Written task = Update the items from the line containing "contains white cup." through the line containing "662, 662, 698, 702", inclusive, by replacing "white cup" with "ceramic mug" and leaving everything else unchanged. Give back only those lines.

------------------------------

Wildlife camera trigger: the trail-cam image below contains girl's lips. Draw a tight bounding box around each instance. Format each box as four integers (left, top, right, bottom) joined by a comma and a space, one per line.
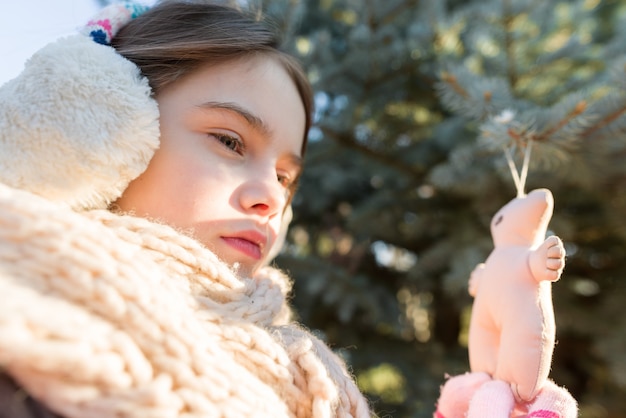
222, 237, 263, 260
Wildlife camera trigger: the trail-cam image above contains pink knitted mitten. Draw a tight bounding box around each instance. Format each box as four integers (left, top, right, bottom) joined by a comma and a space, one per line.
434, 373, 491, 418
527, 380, 578, 418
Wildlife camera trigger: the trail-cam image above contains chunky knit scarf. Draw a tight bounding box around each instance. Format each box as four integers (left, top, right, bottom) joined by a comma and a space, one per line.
0, 185, 369, 418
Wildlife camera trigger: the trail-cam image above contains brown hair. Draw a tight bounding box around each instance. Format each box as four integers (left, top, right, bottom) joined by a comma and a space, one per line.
111, 0, 313, 154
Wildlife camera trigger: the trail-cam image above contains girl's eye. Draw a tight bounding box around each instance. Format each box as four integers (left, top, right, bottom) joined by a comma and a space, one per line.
211, 134, 244, 154
276, 174, 291, 188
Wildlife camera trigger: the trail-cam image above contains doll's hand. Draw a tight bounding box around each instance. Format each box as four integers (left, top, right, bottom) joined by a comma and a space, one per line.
528, 235, 565, 282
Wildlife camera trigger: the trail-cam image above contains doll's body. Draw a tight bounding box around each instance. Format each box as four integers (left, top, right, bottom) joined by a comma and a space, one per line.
436, 189, 576, 418
469, 189, 565, 401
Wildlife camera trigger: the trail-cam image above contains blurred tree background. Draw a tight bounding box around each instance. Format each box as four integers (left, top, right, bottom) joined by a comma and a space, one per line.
248, 0, 626, 418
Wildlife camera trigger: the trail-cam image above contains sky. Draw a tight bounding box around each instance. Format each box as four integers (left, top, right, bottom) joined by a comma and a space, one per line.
0, 0, 150, 85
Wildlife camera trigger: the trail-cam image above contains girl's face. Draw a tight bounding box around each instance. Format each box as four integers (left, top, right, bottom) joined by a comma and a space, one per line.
116, 56, 305, 276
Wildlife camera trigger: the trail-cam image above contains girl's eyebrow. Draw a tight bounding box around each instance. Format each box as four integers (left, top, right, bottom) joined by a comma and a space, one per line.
198, 101, 303, 174
198, 102, 271, 138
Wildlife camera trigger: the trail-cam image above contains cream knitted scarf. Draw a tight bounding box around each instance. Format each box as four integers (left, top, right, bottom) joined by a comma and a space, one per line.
0, 185, 369, 418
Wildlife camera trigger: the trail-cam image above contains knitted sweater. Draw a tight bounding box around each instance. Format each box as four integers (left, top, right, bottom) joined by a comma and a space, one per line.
0, 185, 368, 418
0, 31, 369, 418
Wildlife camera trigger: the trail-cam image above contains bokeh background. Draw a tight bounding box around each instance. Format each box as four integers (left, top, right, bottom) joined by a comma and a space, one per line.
0, 0, 626, 418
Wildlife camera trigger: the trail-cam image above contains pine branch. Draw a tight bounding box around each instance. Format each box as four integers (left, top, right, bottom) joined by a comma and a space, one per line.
531, 100, 587, 142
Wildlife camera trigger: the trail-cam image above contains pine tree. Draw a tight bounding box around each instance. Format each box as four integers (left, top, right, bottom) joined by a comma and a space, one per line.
248, 0, 626, 418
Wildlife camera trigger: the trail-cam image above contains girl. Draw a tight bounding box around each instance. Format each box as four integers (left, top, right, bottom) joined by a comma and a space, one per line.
0, 0, 567, 418
0, 1, 370, 418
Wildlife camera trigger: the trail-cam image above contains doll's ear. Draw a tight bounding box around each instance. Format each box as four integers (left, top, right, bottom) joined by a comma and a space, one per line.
0, 35, 159, 210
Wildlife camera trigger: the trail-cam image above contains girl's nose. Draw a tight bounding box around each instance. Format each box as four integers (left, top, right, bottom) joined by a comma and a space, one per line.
240, 174, 286, 217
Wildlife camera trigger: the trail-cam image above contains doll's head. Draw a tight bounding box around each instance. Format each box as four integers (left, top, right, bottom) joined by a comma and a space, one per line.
491, 189, 554, 247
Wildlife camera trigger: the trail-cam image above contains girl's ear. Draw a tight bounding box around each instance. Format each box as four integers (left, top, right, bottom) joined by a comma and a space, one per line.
0, 35, 159, 210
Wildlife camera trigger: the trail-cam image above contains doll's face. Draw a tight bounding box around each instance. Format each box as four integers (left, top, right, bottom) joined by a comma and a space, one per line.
116, 56, 305, 276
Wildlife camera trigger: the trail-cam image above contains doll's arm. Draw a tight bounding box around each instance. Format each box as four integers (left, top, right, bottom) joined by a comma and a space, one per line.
528, 236, 565, 282
468, 263, 485, 297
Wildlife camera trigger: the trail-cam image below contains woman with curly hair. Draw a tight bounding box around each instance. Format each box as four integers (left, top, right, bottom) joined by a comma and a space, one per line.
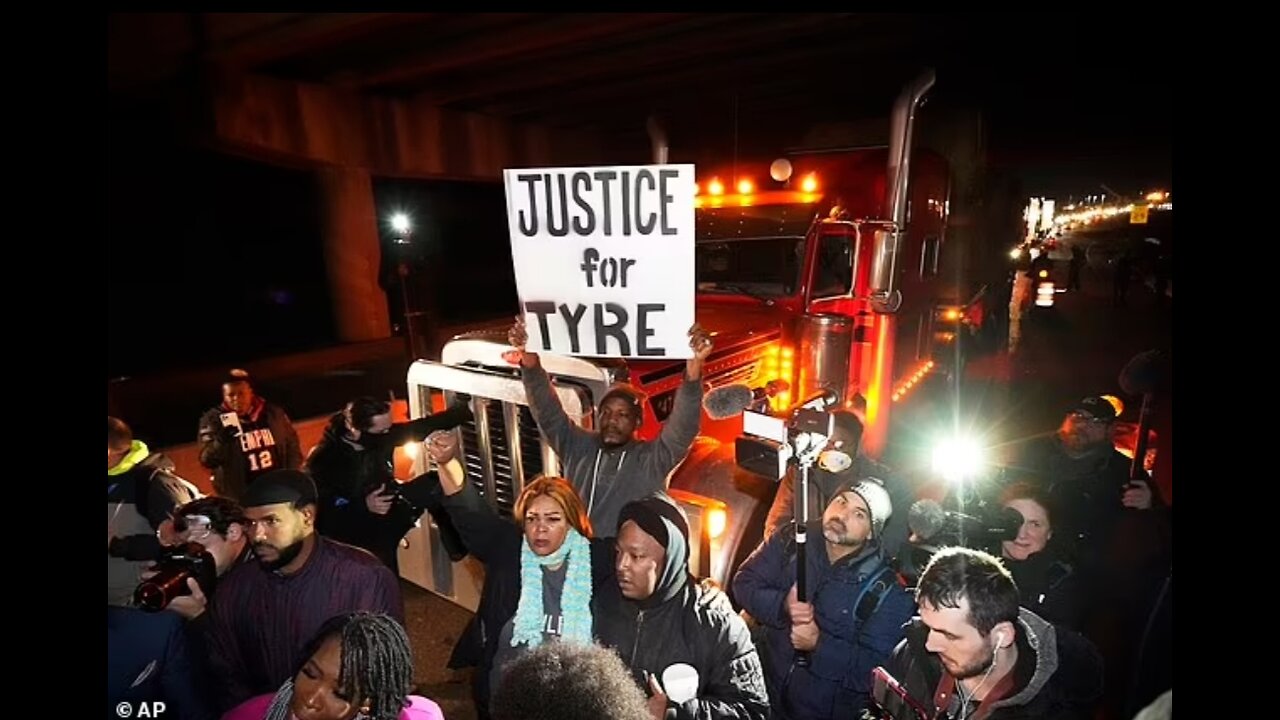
223, 612, 444, 720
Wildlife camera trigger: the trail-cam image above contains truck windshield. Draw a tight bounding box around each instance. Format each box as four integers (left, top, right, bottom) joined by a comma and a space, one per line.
695, 205, 814, 300
695, 237, 804, 297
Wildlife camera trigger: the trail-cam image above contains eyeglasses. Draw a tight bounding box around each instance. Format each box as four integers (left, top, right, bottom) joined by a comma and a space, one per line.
173, 515, 214, 542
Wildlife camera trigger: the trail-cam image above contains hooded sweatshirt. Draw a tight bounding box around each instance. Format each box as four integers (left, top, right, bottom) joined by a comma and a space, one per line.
521, 365, 703, 532
595, 495, 769, 720
888, 607, 1102, 720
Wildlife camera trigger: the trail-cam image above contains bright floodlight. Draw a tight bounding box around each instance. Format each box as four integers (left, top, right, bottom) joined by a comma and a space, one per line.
933, 430, 983, 482
392, 213, 408, 233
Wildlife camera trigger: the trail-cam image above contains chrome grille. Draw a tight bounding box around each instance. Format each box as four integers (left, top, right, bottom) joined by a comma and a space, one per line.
460, 397, 543, 516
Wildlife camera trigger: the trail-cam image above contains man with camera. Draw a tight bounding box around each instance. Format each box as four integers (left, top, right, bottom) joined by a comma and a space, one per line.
764, 409, 914, 561
133, 497, 253, 706
209, 470, 404, 711
303, 397, 471, 575
873, 547, 1102, 720
106, 416, 197, 606
506, 318, 713, 528
733, 478, 915, 720
134, 497, 253, 626
197, 369, 302, 500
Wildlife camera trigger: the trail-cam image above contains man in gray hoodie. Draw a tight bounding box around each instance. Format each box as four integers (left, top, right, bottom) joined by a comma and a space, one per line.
507, 318, 712, 530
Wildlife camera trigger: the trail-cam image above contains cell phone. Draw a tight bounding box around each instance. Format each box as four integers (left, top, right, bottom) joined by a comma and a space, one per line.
872, 666, 929, 720
218, 413, 244, 434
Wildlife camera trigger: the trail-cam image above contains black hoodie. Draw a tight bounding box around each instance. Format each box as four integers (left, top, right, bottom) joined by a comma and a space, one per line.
888, 607, 1102, 720
595, 495, 769, 720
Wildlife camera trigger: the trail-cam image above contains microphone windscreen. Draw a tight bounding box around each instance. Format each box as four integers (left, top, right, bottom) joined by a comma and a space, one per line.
703, 383, 755, 420
1120, 350, 1165, 395
906, 498, 947, 539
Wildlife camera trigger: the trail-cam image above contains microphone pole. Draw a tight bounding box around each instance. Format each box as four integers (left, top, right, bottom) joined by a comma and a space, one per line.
796, 452, 813, 667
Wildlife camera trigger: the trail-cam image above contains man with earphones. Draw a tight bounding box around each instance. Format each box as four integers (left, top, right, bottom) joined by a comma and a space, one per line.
877, 547, 1102, 720
506, 318, 713, 528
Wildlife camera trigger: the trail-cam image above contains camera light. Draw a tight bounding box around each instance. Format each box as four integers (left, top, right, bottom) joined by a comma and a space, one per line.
933, 430, 983, 482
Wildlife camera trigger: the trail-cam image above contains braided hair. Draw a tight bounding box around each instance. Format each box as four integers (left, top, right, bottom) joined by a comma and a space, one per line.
303, 612, 413, 720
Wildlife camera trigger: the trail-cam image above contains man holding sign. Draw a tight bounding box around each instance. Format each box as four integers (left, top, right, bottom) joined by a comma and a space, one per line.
503, 165, 712, 529
507, 319, 712, 528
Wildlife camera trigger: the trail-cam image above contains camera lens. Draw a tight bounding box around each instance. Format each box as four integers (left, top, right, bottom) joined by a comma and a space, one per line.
133, 568, 191, 612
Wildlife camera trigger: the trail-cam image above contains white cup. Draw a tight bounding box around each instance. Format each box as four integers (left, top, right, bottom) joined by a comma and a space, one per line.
662, 662, 698, 702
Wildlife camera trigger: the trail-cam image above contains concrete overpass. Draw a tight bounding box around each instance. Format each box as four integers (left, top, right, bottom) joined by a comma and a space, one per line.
108, 13, 1000, 437
108, 13, 998, 342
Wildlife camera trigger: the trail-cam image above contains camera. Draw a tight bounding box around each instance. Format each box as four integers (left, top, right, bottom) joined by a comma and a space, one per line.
733, 391, 840, 482
133, 542, 218, 612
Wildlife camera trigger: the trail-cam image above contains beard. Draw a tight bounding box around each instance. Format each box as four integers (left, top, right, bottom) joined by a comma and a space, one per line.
947, 651, 996, 682
253, 539, 303, 571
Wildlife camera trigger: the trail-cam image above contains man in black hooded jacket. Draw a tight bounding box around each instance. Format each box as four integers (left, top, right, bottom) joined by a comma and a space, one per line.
302, 397, 471, 575
873, 547, 1102, 720
595, 493, 769, 720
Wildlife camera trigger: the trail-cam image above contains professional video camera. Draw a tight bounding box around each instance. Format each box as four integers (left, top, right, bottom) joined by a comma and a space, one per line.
133, 542, 218, 612
906, 500, 1023, 551
727, 389, 852, 667
733, 391, 851, 482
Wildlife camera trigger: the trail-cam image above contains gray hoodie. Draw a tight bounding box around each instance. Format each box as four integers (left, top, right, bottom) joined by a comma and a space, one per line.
521, 365, 703, 533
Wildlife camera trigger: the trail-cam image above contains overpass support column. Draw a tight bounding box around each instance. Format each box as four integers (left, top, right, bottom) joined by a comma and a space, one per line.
316, 165, 392, 342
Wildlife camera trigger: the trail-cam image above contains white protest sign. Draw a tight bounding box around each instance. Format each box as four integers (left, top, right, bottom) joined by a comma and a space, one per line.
503, 165, 694, 359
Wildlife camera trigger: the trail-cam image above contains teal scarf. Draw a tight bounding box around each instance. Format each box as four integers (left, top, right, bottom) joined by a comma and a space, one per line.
511, 528, 591, 647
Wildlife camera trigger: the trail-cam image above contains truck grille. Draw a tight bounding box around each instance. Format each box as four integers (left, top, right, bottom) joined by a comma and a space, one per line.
460, 397, 543, 516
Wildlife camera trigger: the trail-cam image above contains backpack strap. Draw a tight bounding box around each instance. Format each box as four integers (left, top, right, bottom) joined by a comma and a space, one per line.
854, 557, 896, 622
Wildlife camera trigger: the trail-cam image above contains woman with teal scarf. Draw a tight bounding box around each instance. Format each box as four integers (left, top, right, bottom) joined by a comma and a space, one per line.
426, 432, 616, 717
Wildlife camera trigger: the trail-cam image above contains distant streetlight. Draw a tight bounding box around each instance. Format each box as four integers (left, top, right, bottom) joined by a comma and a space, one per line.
392, 213, 412, 237
390, 213, 421, 360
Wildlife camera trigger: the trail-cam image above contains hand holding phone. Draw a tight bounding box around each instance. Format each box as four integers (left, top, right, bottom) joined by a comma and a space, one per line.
872, 666, 929, 720
218, 413, 244, 437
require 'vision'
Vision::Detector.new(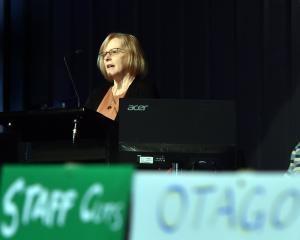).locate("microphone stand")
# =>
[64,56,80,145]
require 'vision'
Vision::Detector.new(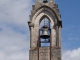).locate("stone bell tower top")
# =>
[28,0,62,60]
[30,0,61,21]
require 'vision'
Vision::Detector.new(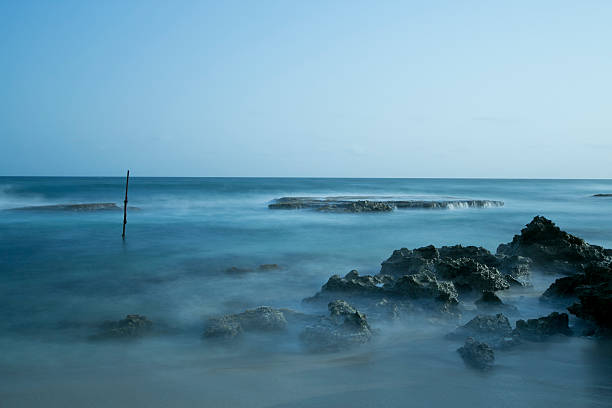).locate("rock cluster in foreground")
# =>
[92,217,612,369]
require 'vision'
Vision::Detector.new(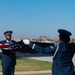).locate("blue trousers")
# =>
[2,65,15,75]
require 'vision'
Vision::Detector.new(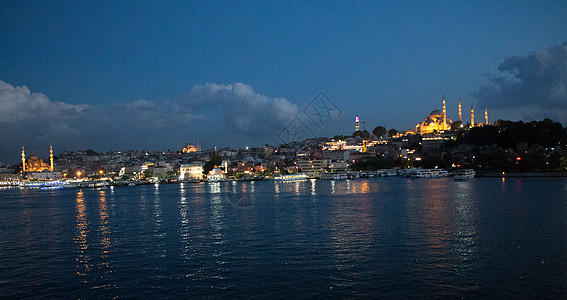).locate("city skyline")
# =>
[0,1,567,162]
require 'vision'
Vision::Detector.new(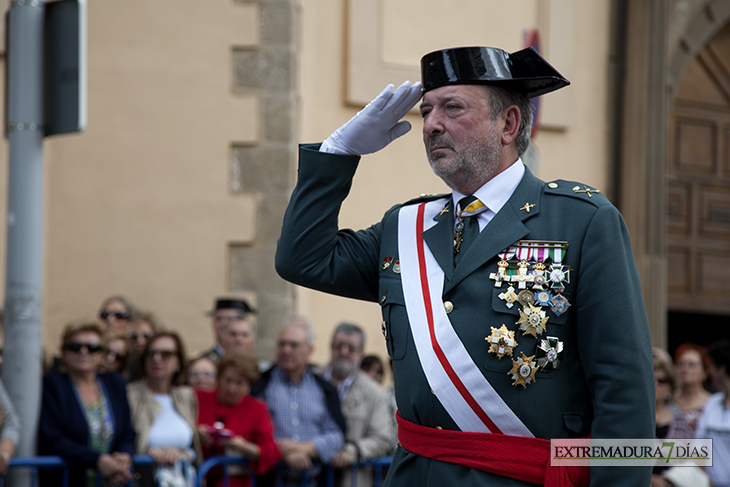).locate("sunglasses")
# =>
[147,348,177,361]
[188,372,215,379]
[63,342,104,353]
[127,332,154,341]
[109,352,127,363]
[99,310,129,320]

------------------------------

Output of the task =
Wildlife camera trigger: the trail-cam image above contains ceramic mug. Draw a tight bounding box around each instance. Format each box as four integers (left, top, right, bottom) joined by a comma and a space, one per line.
662, 662, 698, 702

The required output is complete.